**TASK OBJECTIVE:**
Reproduce every line of the records below character for character, without changing anything.

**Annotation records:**
━━━━━━━━━━━━━━━━━━━━━━━━━━━━━━

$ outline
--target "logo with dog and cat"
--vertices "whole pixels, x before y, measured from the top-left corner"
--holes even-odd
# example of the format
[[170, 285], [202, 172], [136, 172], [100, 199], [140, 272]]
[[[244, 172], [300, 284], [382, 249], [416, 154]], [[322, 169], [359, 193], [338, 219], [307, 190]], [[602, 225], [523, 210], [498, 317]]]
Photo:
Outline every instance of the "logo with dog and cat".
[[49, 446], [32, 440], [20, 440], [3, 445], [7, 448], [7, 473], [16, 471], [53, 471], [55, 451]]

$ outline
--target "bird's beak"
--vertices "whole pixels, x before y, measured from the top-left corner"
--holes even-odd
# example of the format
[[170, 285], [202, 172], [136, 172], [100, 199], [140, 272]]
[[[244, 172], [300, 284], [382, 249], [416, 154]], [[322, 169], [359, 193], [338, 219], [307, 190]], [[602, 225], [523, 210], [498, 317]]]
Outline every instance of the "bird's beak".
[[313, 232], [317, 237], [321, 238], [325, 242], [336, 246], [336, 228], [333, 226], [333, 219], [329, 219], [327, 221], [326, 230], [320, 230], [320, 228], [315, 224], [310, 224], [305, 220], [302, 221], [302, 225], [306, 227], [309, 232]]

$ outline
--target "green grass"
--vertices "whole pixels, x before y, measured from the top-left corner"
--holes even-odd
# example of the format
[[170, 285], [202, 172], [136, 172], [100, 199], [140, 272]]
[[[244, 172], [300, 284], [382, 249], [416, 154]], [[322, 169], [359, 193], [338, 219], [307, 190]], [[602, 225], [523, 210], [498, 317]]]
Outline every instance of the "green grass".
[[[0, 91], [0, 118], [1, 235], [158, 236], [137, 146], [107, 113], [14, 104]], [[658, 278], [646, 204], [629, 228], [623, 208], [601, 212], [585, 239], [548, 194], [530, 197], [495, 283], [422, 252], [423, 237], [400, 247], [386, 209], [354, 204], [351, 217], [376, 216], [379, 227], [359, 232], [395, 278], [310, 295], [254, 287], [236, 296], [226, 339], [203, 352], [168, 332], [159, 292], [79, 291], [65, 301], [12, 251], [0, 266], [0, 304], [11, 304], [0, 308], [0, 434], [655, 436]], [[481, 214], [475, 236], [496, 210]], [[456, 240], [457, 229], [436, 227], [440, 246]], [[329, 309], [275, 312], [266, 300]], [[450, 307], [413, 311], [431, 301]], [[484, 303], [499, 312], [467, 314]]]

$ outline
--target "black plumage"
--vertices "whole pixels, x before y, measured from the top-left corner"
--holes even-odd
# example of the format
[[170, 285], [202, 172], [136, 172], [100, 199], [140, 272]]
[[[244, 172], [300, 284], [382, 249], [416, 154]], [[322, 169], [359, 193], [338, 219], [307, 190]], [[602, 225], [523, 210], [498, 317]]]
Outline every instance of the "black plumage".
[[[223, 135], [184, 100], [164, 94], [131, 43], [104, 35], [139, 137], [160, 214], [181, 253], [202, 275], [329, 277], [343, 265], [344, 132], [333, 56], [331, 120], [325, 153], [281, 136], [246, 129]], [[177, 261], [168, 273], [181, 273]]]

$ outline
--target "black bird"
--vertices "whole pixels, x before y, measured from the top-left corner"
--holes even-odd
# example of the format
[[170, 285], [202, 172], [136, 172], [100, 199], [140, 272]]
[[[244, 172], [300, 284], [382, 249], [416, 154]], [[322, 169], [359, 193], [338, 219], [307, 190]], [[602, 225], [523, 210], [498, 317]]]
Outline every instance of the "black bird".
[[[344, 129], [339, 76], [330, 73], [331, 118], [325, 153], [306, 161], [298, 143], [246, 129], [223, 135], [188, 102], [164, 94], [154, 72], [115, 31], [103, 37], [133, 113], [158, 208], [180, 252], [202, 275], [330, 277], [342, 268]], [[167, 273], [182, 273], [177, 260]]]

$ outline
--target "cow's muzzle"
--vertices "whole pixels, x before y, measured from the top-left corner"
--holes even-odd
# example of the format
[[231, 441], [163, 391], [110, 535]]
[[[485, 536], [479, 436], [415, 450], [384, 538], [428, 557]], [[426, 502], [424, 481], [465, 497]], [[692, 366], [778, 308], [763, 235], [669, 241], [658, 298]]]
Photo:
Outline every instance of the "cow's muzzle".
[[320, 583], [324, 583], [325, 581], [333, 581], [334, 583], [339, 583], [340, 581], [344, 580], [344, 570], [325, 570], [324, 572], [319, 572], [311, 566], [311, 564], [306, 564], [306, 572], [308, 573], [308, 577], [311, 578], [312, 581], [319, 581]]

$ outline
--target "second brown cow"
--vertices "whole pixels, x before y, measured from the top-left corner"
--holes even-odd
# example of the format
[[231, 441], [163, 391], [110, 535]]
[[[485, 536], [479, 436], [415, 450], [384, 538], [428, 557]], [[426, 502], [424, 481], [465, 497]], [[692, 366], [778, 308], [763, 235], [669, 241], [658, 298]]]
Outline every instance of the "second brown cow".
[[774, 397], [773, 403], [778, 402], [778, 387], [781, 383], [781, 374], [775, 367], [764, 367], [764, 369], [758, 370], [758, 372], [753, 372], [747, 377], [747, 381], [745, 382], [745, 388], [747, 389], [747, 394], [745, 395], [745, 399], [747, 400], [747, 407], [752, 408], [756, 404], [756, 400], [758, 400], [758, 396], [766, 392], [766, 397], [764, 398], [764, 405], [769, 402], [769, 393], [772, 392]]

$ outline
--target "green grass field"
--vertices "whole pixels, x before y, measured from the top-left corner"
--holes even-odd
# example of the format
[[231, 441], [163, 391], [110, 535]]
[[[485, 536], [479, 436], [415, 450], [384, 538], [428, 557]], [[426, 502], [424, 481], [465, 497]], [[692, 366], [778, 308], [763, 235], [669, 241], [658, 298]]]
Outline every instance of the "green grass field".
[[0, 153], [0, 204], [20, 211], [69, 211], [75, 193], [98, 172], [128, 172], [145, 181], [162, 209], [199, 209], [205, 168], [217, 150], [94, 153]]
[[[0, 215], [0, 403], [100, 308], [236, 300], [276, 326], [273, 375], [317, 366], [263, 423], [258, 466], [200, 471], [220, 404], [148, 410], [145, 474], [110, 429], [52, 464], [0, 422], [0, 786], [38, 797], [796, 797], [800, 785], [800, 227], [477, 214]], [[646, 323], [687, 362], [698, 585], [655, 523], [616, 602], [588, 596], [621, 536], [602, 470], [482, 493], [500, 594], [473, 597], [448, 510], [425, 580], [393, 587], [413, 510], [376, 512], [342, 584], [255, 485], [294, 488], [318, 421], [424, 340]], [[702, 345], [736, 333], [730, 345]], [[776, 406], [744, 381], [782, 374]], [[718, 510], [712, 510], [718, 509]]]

━━━━━━━━━━━━━━━━━━━━━━━━━━━━━━

**THE RESPONSE:**
$ outline
--target "logo with dog and cat"
--vertices "whole pixels, x before y, measured from the top-left corner"
--holes even-odd
# example of the format
[[170, 285], [202, 172], [136, 172], [100, 199], [140, 272]]
[[[244, 172], [300, 284], [382, 249], [416, 154]], [[322, 169], [359, 193], [338, 219], [307, 190]], [[602, 225], [523, 210], [498, 317]]]
Photo:
Outline every instance of the "logo with dog and cat".
[[49, 446], [32, 440], [20, 440], [3, 445], [7, 448], [7, 473], [16, 471], [53, 471], [55, 451]]

$ outline
--target "bird's beak"
--vertices "whole pixels, x before y, measured from the top-left corner"
--holes even-odd
# example of the format
[[170, 285], [202, 172], [136, 172], [100, 199], [140, 272]]
[[[244, 172], [300, 284], [382, 249], [416, 154]], [[322, 169], [359, 193], [338, 219], [307, 190]], [[602, 225], [523, 210], [498, 317]]]
Outline every instance of the "bird's beak".
[[313, 232], [317, 237], [321, 238], [325, 242], [336, 246], [336, 228], [333, 226], [333, 219], [329, 219], [327, 221], [326, 230], [320, 230], [320, 228], [315, 224], [310, 224], [305, 220], [302, 221], [302, 225], [306, 227], [309, 232]]

$ outline
--target "green grass"
--vertices "whole pixels, x before y, measured from the top-left corner"
--holes even-odd
# example of the format
[[170, 285], [202, 172], [136, 172], [100, 199], [140, 272]]
[[[244, 172], [300, 284], [382, 249], [416, 154]], [[322, 169], [359, 193], [338, 219], [307, 190]], [[602, 225], [523, 210], [498, 317]]]
Outline every instance of the "green grass".
[[[0, 91], [0, 118], [1, 235], [158, 236], [137, 146], [107, 113], [14, 104]], [[658, 278], [646, 204], [629, 228], [623, 208], [601, 212], [585, 239], [548, 194], [530, 197], [495, 283], [422, 252], [423, 237], [400, 247], [386, 209], [354, 204], [351, 217], [376, 216], [379, 227], [359, 232], [395, 278], [310, 295], [254, 287], [236, 296], [226, 339], [203, 352], [168, 332], [159, 292], [79, 291], [65, 301], [12, 251], [0, 266], [0, 304], [11, 304], [0, 308], [0, 434], [655, 436]], [[481, 214], [475, 236], [496, 210]], [[456, 240], [457, 229], [436, 227], [440, 246]], [[329, 309], [275, 312], [266, 300]], [[450, 307], [413, 311], [431, 301]], [[484, 303], [499, 312], [467, 314]]]

$ outline
--target "black plumage"
--vertices "whole pixels, x before y, measured from the top-left corner"
--holes even-odd
# example of the format
[[170, 285], [202, 172], [136, 172], [100, 199], [140, 272]]
[[[244, 172], [300, 284], [382, 249], [416, 154]], [[322, 169], [359, 193], [338, 219], [307, 190]], [[602, 225], [523, 210], [498, 317]]]
Outline every instance of the "black plumage".
[[[223, 135], [184, 100], [164, 94], [131, 43], [104, 35], [139, 137], [160, 214], [181, 253], [202, 275], [329, 277], [343, 265], [344, 132], [333, 56], [331, 120], [325, 153], [281, 136], [246, 129]], [[177, 261], [168, 273], [181, 273]]]

$ outline
--target "black bird"
--vertices "whole pixels, x before y, measured from the top-left corner"
--holes even-odd
# example of the format
[[170, 285], [202, 172], [136, 172], [100, 199], [140, 272]]
[[[244, 172], [300, 284], [382, 249], [416, 154]], [[322, 169], [359, 193], [338, 219], [307, 190]], [[602, 225], [523, 210], [498, 317]]]
Outline every instance of the "black bird".
[[[344, 129], [339, 76], [330, 73], [331, 118], [325, 153], [306, 161], [298, 143], [246, 129], [223, 135], [188, 102], [164, 94], [154, 72], [115, 31], [103, 37], [133, 113], [158, 208], [180, 252], [202, 275], [330, 277], [342, 268]], [[167, 273], [182, 273], [177, 260]]]

$ outline
--target "cow's muzzle"
--vertices "whole pixels, x before y, measured from the top-left corner"
--holes even-odd
# example of the format
[[231, 441], [163, 391], [110, 535]]
[[[485, 536], [479, 436], [415, 450], [384, 538], [428, 557]], [[426, 502], [424, 481], [465, 497]], [[692, 366], [778, 308], [763, 235], [669, 241], [658, 298]]]
Photo:
Outline every instance of the "cow's muzzle".
[[320, 583], [324, 583], [325, 581], [333, 581], [334, 583], [339, 583], [340, 581], [344, 580], [344, 570], [325, 570], [324, 572], [319, 572], [311, 566], [311, 564], [306, 564], [306, 572], [308, 573], [308, 577], [311, 578], [312, 581], [319, 581]]

$ outline
--target "second brown cow"
--vertices "whole pixels, x before y, measured from the top-left corner"
--holes even-odd
# example of the format
[[231, 441], [163, 391], [110, 535]]
[[[485, 536], [479, 436], [415, 450], [384, 538], [428, 557]], [[426, 502], [424, 481], [465, 497]], [[692, 366], [778, 308], [763, 235], [669, 241], [658, 298]]]
Outline every instance of the "second brown cow".
[[774, 397], [773, 403], [778, 402], [778, 387], [781, 383], [781, 374], [775, 367], [764, 367], [764, 369], [758, 370], [758, 372], [753, 372], [747, 377], [747, 381], [745, 382], [745, 388], [747, 389], [747, 394], [745, 395], [745, 399], [747, 400], [747, 407], [752, 408], [756, 404], [756, 400], [758, 400], [758, 396], [766, 392], [766, 397], [764, 398], [764, 405], [769, 402], [769, 393], [772, 392]]

$ outline
--target "green grass field"
--vertices "whole pixels, x before y, measured from the top-left corner"
--holes even-odd
# example of the format
[[231, 441], [163, 391], [110, 535]]
[[[485, 536], [479, 436], [415, 450], [384, 538], [428, 557]], [[426, 502], [424, 481], [465, 497]], [[692, 366], [778, 308], [763, 235], [669, 241], [658, 298]]]
Outline every instance of the "green grass field".
[[0, 153], [0, 204], [20, 211], [69, 211], [75, 193], [98, 172], [128, 172], [145, 181], [162, 209], [199, 209], [205, 168], [217, 150], [94, 153]]
[[[0, 215], [0, 403], [100, 308], [236, 300], [276, 326], [273, 375], [317, 366], [263, 423], [258, 466], [200, 471], [220, 404], [148, 410], [145, 474], [110, 429], [52, 464], [0, 422], [0, 786], [38, 797], [796, 797], [800, 785], [800, 227], [477, 214]], [[646, 323], [687, 362], [698, 585], [655, 523], [616, 602], [588, 596], [621, 536], [602, 470], [482, 493], [500, 594], [473, 597], [448, 510], [425, 580], [393, 587], [413, 510], [376, 512], [342, 584], [255, 485], [294, 488], [318, 421], [424, 340]], [[702, 345], [736, 333], [730, 345]], [[776, 406], [744, 381], [782, 374]], [[718, 510], [712, 510], [718, 509]]]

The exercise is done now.